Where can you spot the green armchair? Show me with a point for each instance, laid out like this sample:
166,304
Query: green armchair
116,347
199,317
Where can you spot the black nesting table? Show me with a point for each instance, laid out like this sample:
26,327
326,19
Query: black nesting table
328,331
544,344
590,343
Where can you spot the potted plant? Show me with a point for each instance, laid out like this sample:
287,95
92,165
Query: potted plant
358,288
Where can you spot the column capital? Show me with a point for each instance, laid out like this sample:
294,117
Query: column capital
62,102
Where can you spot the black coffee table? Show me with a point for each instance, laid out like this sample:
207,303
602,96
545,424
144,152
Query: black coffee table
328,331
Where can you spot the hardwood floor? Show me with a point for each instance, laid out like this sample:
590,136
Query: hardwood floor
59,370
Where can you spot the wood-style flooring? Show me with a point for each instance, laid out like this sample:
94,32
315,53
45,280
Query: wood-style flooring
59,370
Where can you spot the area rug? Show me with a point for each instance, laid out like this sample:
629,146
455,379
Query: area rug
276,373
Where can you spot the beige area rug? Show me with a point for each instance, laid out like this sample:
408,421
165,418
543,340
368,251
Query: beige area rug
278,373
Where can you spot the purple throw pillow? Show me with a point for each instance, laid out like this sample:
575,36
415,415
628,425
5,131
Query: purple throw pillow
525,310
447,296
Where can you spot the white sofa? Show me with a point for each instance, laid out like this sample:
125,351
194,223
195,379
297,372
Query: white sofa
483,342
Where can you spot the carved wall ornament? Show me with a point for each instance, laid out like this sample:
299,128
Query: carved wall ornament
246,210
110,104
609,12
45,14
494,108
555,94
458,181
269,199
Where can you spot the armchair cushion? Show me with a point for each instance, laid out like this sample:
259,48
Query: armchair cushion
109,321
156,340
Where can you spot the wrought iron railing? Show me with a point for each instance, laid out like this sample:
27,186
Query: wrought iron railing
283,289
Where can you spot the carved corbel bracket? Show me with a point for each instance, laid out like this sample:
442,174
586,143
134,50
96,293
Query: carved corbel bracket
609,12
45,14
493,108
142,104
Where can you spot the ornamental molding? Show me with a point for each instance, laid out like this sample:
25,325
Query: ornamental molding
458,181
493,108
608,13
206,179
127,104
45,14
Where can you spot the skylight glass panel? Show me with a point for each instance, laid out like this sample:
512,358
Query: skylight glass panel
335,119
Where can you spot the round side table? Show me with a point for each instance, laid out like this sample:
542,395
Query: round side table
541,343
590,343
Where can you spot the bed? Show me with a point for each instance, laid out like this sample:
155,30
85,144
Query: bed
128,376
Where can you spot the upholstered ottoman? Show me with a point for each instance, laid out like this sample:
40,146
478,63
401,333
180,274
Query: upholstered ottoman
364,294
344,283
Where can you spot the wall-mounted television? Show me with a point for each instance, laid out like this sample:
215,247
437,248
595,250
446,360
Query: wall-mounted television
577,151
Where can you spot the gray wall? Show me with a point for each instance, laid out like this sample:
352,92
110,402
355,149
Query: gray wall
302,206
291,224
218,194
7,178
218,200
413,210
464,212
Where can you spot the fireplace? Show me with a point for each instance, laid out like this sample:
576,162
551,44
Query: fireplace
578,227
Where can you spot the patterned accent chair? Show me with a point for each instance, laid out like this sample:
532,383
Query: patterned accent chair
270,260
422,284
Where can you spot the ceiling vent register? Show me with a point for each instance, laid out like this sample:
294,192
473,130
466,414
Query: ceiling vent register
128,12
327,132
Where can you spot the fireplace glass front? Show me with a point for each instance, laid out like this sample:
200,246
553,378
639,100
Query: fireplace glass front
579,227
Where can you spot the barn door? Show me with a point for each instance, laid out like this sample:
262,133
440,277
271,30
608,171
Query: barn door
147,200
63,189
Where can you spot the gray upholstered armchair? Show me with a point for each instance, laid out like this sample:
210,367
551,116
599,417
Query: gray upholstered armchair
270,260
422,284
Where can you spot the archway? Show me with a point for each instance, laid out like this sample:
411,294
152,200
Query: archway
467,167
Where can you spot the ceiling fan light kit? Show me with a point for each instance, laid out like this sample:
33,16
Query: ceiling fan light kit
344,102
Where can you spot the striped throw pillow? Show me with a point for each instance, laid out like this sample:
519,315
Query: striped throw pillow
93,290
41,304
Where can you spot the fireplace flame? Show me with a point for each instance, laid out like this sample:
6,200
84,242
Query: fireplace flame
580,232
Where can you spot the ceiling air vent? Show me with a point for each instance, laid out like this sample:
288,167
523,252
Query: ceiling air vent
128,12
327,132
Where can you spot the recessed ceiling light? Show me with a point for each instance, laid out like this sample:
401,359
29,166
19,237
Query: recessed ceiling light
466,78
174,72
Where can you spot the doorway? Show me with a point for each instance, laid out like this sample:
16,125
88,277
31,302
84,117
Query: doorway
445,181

=== WHAT IS BEING ASKED ===
Set down the records again without altering a word.

=== PROBLEM SOLUTION ===
Where can you spot the green armchair? Show me with a point for each instance, laid out like this sample:
166,304
Query: green armchair
116,347
199,317
Where can you spot the black nesting table? Show me with a point for each instance, laid out like this sample:
26,327
326,19
Query: black nesting table
328,331
544,344
590,343
Where can you spot the potted plant? Show me with a point for each instance, laid out like this sample:
287,95
92,165
Query: potted plant
358,288
Where can you spot the column capital? Show me with a point for each instance, laid out like this sample:
294,117
Query: column capital
62,102
Where can you spot the black coffee table? Show me with a point for each instance, laid out like this sample:
207,303
602,96
545,424
144,152
Query: black coffee table
328,331
Where can you spot the hardwood floor? Show me with a point for each instance, laid out like this sample:
590,136
Query: hardwood floor
59,370
Where can you spot the wood-style flooring? Show me with a point for each instance, laid out like this sample:
94,32
315,53
45,280
Query: wood-style flooring
59,370
Where can you spot the area rug? Show me with a point for each instance, laid out like this sample:
629,146
455,379
Query: area rug
276,373
Where can you spot the beige area rug? Show me with a point for each instance, laid out like this sample:
408,421
165,418
543,340
368,251
Query: beige area rug
278,373
Where can you spot the purple throw pillow? Show me with a point for each instance, laid out like this sample:
575,36
415,415
628,425
5,131
Query: purple throw pillow
525,310
447,296
Where can you spot the white sofa? Show me with a point for each instance, laid out like this sample:
125,351
194,223
195,379
297,372
Query: white sofa
483,342
Where can you spot the carved wall ornament? Show me with a point for each instance, laid out like this sample:
299,128
Query: carved wall ornament
246,210
110,104
609,12
45,14
494,108
555,94
458,181
269,199
Where can you spot the armchair cushion? Show me with a point for each instance, laid out like this sample:
259,48
Query: armchair cushion
109,321
156,340
Where can you spot the wrought iron railing? Show me with a point for each instance, laid out like this sample:
27,186
Query: wrought iron railing
283,289
Where can you spot the carved corbel bracket? Show me with a point for each instance, laid out like this sample:
442,174
586,143
134,50
96,293
Query: carved corbel bracket
609,12
45,14
493,108
142,104
Where can you spot the ornamental molding? Show me with a point for each instance, laid out like this sample:
25,325
Query: ornamental molding
458,181
493,108
608,13
206,179
127,104
45,14
Where can you spot the skylight glass panel? Show me with a point for each instance, laid out like this sample:
512,358
Query: skylight glass panel
335,119
Where can you spot the round side table? Show me with a point for each instance, laid out like this sample:
542,395
Query: round side table
541,343
590,343
Where can you spot the bed? Show me with a point for each instance, laid out like this sample:
155,30
85,144
Query: bed
128,376
Where can you spot the upholstered ottoman? Show me with a point for each instance, laid out like this sample:
40,146
478,63
401,333
180,274
Query: upholstered ottoman
364,294
344,283
Where can you spot the wall-mounted television? Show me with a point for each instance, laid out like this sample:
215,247
437,248
595,250
446,360
Query: wall-mounted television
577,151
Where can you spot the gray wall? Show me with a point for each instance, laid out like this sample:
352,92
110,402
355,149
Query: gray wall
302,206
291,224
218,194
7,178
218,200
413,210
464,212
Where can you spot the fireplace? Show me with a point for each instance, laid out like this sample:
576,162
551,44
Query: fireplace
578,227
Where can you spot the patterned accent chair? Show me with a point for each instance, laid out like this sample:
532,383
Query: patterned accent chair
270,260
422,284
Where can you spot the ceiling vent register? Show me with a point for each instance, laid out like this sample:
294,192
473,130
466,414
Query: ceiling vent register
128,12
327,132
Where can you spot the fireplace glass front? Show me with a point for each instance, laid out like this sample:
200,246
553,378
639,100
Query: fireplace glass front
579,227
Where can you spot the barn door? Show me with a point for each instance, laid out like this sample:
262,133
440,277
271,30
608,171
Query: barn door
147,200
63,189
Where can you spot the gray upholstered armchair? Show me with a point for each instance, laid out like this sample:
210,367
551,116
599,417
Query: gray upholstered armchair
270,260
422,284
Where can you spot the archway? Show me with a point for each instance, laid out like this sample:
411,294
152,200
Query: archway
467,167
Where can you spot the ceiling fan light kit? Show me with a point for each instance, laid out like this sample:
33,16
Query: ceiling fan light kit
344,102
Where can you spot the striped throw pillow? Show me with a point for each instance, laid out like this sample:
519,315
Query: striped throw pillow
93,290
41,304
Where can you spot the fireplace flame? Show me with a point for each instance, laid out like this sample:
6,200
84,242
Query: fireplace flame
580,232
Where can you spot the ceiling air vent? Show me with a point for each instance, laid out like this sample:
288,167
523,252
Query: ceiling air vent
128,12
327,132
Where can you spot the recessed ceiling light? Show me with a point for each instance, laid out like this sample:
401,359
29,166
19,237
Query: recessed ceiling light
466,78
174,72
Where can you spot the doorway? Show me with a point for each instance, laid out like this sample:
16,125
88,277
31,302
84,117
Query: doorway
445,181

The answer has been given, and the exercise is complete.